■ SOURCE TEXT
━━━━━━━━━━━━━━━━━━━━━━━━━━━━━━

REIGER: Arriving at SMUD's modest four-story headquarters, Freeman, in his boots and his hat - doctor's orders explain the hat, he says - mingles democratically with the suits, the secretaries, and the guys he calls "the guys." Freeman rode into town three years ago packing a resume that included service to four Presidents and a stint as the head of the giant Tennessee Valley Authority. That's some pretty heavy artillery for little SMUD, which provides electricity to just over half a million accounts. But little SMUD was in a big crisis in 1990. Angry voters had shut down the Rancho Seco Nuclear Plant, a costly lemon that had driven up rates and driven out a series of failed general managers. Now SMUD was 900 megawatts short of power, its future uncertain.

FREEMAN: It was the greatest opportunity in the country at the time. SMUD was in a kind of a free-fall. It had been raising the rates, the customers were real angry, the Pacific Gas and Electric Company was about to take them over. You were here, weren't you, about three years ago?
CO-WORKER: Yeah, I've been here for 16 years. I've lasted through about 15 general managers.
FREEMAN: What was the challenge when I got here?
CO-WORKER: To get us out of the crapper. We were totally in the toilet when you got here. I used to tell people I was a garbage collector . . . (fade under)

REIGER: Freeman promptly announced budget cuts and a rate freeze. Then he held an "Under New Management" sale, where he auctioned off to the public such choice symbols of the old regime as the company's bulging stock of spiffy blue blazers for the nuclear staff. That helped a bit with the public relations problem. But SMUD needed a new source of power to replace Rancho Seco. And it had to be clean, because Sacramento has some of the nation's dirtiest air. Freeman's plan was to use the power his customers were wasting.

FREEMAN: Our main power plant is our efficiency program. We're gonna do 800 megawatts of efficiency in this decade, and that's cheaper and cleaner than anything that anyone else is doing.

━━━━━━━━━━━━━━━━━━━━━━━━━━━━━━

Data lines

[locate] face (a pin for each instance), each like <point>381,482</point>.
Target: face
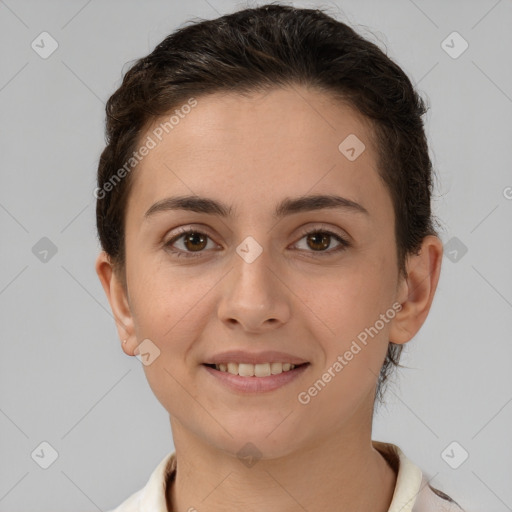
<point>302,284</point>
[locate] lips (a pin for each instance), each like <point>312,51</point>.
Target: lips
<point>254,358</point>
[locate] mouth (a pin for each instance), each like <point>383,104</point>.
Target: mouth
<point>255,370</point>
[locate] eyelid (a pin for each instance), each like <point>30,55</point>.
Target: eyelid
<point>344,243</point>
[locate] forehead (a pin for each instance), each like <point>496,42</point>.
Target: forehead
<point>255,149</point>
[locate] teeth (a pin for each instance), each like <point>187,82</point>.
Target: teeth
<point>257,370</point>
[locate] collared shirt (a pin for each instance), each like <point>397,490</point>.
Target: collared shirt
<point>412,490</point>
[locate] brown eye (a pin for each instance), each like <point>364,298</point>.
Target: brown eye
<point>320,240</point>
<point>195,241</point>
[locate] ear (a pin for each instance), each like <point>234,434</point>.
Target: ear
<point>117,295</point>
<point>416,291</point>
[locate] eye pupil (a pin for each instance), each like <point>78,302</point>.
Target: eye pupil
<point>194,237</point>
<point>320,238</point>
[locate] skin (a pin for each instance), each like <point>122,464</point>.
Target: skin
<point>252,152</point>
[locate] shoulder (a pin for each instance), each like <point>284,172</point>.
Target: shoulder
<point>130,504</point>
<point>413,492</point>
<point>153,495</point>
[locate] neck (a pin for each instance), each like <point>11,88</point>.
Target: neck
<point>345,470</point>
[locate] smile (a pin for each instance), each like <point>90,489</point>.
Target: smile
<point>254,370</point>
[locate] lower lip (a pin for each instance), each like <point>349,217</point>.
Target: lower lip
<point>256,384</point>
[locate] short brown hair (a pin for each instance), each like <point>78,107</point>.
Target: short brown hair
<point>259,49</point>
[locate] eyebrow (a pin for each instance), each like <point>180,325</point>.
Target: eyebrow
<point>287,206</point>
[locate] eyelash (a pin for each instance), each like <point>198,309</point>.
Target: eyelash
<point>344,244</point>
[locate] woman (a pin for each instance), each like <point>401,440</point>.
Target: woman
<point>263,206</point>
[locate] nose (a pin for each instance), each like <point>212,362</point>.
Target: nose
<point>254,296</point>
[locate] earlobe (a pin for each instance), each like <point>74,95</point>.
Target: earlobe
<point>416,292</point>
<point>117,297</point>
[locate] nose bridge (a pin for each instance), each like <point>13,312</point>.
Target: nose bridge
<point>253,295</point>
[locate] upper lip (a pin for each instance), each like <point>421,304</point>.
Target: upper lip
<point>268,356</point>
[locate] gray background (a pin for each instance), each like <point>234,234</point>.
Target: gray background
<point>64,379</point>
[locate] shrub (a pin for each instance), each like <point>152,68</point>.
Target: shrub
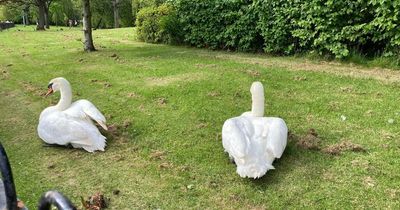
<point>158,25</point>
<point>219,24</point>
<point>327,27</point>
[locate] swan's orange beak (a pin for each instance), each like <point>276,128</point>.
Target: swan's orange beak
<point>49,92</point>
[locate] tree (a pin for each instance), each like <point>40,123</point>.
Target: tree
<point>87,27</point>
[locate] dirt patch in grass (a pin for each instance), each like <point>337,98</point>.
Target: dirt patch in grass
<point>292,64</point>
<point>164,81</point>
<point>310,141</point>
<point>337,149</point>
<point>157,155</point>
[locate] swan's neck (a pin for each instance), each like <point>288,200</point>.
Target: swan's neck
<point>257,106</point>
<point>66,98</point>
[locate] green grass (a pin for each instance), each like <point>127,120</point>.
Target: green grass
<point>201,89</point>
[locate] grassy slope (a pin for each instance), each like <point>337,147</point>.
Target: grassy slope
<point>201,89</point>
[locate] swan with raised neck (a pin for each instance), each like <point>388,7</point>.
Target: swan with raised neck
<point>62,85</point>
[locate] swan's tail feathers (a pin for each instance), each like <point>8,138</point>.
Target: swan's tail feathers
<point>91,145</point>
<point>103,125</point>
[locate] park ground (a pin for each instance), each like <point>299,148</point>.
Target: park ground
<point>165,106</point>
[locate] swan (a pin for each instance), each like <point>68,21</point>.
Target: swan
<point>67,123</point>
<point>252,140</point>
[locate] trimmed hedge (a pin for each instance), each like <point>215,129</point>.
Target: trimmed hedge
<point>333,27</point>
<point>326,27</point>
<point>158,25</point>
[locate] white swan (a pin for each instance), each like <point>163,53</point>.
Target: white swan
<point>254,141</point>
<point>67,123</point>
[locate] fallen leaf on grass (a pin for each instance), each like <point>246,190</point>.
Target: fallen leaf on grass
<point>311,141</point>
<point>165,166</point>
<point>213,94</point>
<point>337,149</point>
<point>162,101</point>
<point>157,155</point>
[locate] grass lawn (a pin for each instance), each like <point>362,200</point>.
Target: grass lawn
<point>167,105</point>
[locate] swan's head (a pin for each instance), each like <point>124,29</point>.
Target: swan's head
<point>253,170</point>
<point>56,84</point>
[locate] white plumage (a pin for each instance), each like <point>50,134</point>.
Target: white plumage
<point>67,123</point>
<point>254,141</point>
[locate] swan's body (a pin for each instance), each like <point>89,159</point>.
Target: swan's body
<point>67,123</point>
<point>254,141</point>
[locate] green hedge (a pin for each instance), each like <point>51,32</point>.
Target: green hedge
<point>333,27</point>
<point>158,25</point>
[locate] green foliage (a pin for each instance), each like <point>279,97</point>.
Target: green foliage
<point>103,13</point>
<point>326,27</point>
<point>12,12</point>
<point>137,5</point>
<point>158,24</point>
<point>219,24</point>
<point>63,10</point>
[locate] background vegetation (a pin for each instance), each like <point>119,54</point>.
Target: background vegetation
<point>60,11</point>
<point>166,106</point>
<point>339,29</point>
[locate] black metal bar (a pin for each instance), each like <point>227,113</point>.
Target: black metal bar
<point>57,199</point>
<point>8,181</point>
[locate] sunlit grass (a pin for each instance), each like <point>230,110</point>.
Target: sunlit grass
<point>173,101</point>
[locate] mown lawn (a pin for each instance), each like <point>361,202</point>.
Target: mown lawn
<point>166,106</point>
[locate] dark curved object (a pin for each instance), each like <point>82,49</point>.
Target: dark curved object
<point>8,181</point>
<point>57,199</point>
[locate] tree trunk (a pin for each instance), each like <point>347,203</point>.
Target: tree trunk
<point>116,14</point>
<point>87,27</point>
<point>41,5</point>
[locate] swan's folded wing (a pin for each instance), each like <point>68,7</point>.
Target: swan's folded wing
<point>62,130</point>
<point>277,136</point>
<point>85,109</point>
<point>235,141</point>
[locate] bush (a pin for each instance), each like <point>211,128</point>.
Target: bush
<point>158,25</point>
<point>327,27</point>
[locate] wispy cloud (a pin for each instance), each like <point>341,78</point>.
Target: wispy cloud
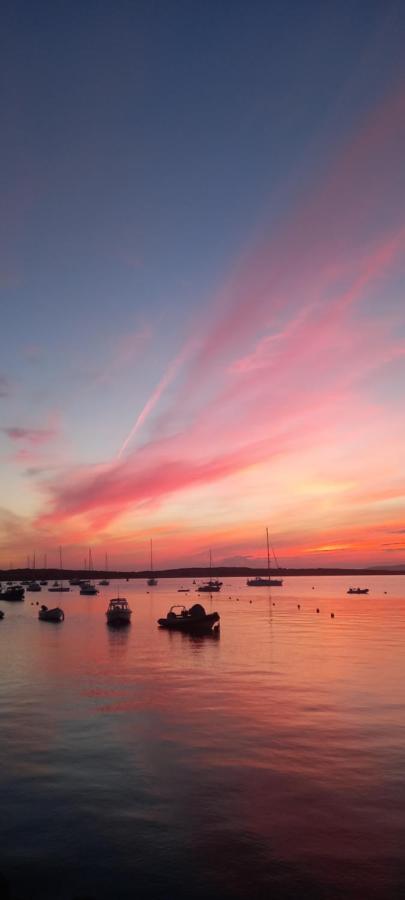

━━━━━━━━━━━━━━━━━━━━━━━━━━━━━━

■ TASKS TO COMPLETE
1/ Retype the part of the SMUD transcript above that opens with the words containing "FREEMAN: Our main" and closes with "else is doing.".
2/ Summarize the SMUD transcript in two sentences.

■ RESULTS IN ORDER
1/
FREEMAN: Our main power plant is our efficiency program. We're gonna do 800 megawatts of efficiency in this decade, and that's cheaper and cleaner than anything that anyone else is doing.

2/ After angry voters shut down the Rancho Seco Nuclear Plant, SMUD was in crisis and 900 megawatts short of power when Freeman, a former head of the Tennessee Valley Authority, arrived three years ago. He announced budget cuts and a rate freeze, and his plan for clean replacement power was to use the power customers were wasting, with 800 megawatts of efficiency planned for the decade.